---------- EXCERPTED RECORDS ----------

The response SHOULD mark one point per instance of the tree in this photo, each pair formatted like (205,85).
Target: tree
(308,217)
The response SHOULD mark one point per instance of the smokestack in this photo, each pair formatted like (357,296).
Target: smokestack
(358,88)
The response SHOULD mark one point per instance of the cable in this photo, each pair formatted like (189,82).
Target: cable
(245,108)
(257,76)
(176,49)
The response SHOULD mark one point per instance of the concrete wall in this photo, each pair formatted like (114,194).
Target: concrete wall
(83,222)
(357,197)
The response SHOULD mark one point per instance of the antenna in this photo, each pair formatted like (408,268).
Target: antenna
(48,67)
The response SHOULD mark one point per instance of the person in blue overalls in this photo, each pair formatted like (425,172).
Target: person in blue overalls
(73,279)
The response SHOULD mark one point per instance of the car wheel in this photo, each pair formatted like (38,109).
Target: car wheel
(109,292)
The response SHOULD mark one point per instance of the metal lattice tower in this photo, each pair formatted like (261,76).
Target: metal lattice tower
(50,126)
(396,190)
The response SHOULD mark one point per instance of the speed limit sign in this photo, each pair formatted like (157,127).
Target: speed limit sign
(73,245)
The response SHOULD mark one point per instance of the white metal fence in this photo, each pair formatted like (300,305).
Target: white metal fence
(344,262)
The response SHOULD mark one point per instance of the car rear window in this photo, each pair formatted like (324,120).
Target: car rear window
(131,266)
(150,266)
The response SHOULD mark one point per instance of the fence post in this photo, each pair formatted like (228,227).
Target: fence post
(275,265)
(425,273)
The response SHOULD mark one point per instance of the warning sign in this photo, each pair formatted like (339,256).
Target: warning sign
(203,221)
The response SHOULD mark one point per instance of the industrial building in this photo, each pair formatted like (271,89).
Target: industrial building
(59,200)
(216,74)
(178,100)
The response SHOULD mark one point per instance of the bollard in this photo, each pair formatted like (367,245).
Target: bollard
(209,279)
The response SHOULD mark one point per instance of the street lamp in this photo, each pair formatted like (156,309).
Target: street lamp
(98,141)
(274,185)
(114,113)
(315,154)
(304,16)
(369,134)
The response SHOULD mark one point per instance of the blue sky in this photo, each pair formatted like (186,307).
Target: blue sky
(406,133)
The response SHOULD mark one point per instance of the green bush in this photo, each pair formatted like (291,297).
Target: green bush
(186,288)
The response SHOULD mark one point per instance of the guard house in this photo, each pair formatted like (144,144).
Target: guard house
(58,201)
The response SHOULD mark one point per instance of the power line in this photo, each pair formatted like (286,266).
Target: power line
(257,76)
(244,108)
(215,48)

----------

● ASSIGNED TASK
Transcribe all of the records exactly.

● WRITTEN ANSWER
The response SHOULD mark one point per instance of the tree in this photo, each pair formatted like (205,85).
Target: tree
(308,217)
The response SHOULD mark one point per instance of the smokestack in this photo, each pair formatted like (357,296).
Target: smokestack
(358,88)
The response SHOULD mark one point per instance of the cable in this photo, each pair formatted like (189,82).
Target: cable
(245,108)
(257,76)
(176,49)
The response SHOULD mark one point per instance of the concrete wall in this photo, each pair formatted like (114,194).
Target: concrete wall
(83,222)
(357,197)
The response SHOULD mark one point per instance of the antenna in this photo, each pair formatted like (408,268).
Target: antenna
(48,67)
The response SHOULD mark one point per instance of the person in blue overalls in this photo, each pair formatted like (425,172).
Target: person in blue overalls
(73,279)
The response SHOULD mark one point per instance of the car wheel in this photo, each pair formatted like (38,109).
Target: car wheel
(109,292)
The response SHOULD mark one point per instance of the metal lattice tower in this photo, each pair formatted like (261,76).
Target: metal lattice tower
(50,126)
(396,190)
The response SHOULD mark one point per instance of the speed limit sign in this photo, each pair formatted like (157,127).
Target: speed limit sign
(73,245)
The response SHOULD mark one point per instance of the white metal fence in this photo, each pair formatted like (300,305).
Target: white metal fence
(344,262)
The response SHOULD mark one point per instance of the car rear window in this photo, each pair formatted like (324,120).
Target: car rear window
(131,266)
(150,266)
The response SHOULD mark one point per instance of the fence post in this photo, each pair formatted like (228,227).
Target: fence post
(275,265)
(425,273)
The response SHOULD mark one point per instance of the warning sign in this photo, each pair formatted like (339,256).
Target: warning sign
(203,221)
The response SHOULD mark one point per instance of the industrial building in this photo, each pair formatted like (271,89).
Target: industrial building
(59,200)
(216,74)
(178,100)
The response SHOULD mark one point per instance of the bollard in this photo, each pair formatted like (367,245).
Target: bollard
(209,279)
The response SHOULD mark one point per instance of the street lamp in this photo, each pair formatted like (156,309).
Target: street lamp
(98,141)
(274,185)
(114,113)
(315,154)
(304,16)
(369,134)
The response SHOULD mark one point per instance of the blue sky in this photo, each pair formatted like (186,307).
Target: blue sky
(406,133)
The response SHOULD mark one point per instance of the green bush in this photo, each pair formatted like (291,297).
Target: green bush
(186,288)
The response SHOULD mark one point per instance of the guard house in this photo, each pair formatted like (144,144).
Target: guard house
(58,201)
The response SHOULD mark one point per instance of the power line in this photo, each pair formatted like (286,266).
Target: power line
(257,76)
(244,108)
(215,48)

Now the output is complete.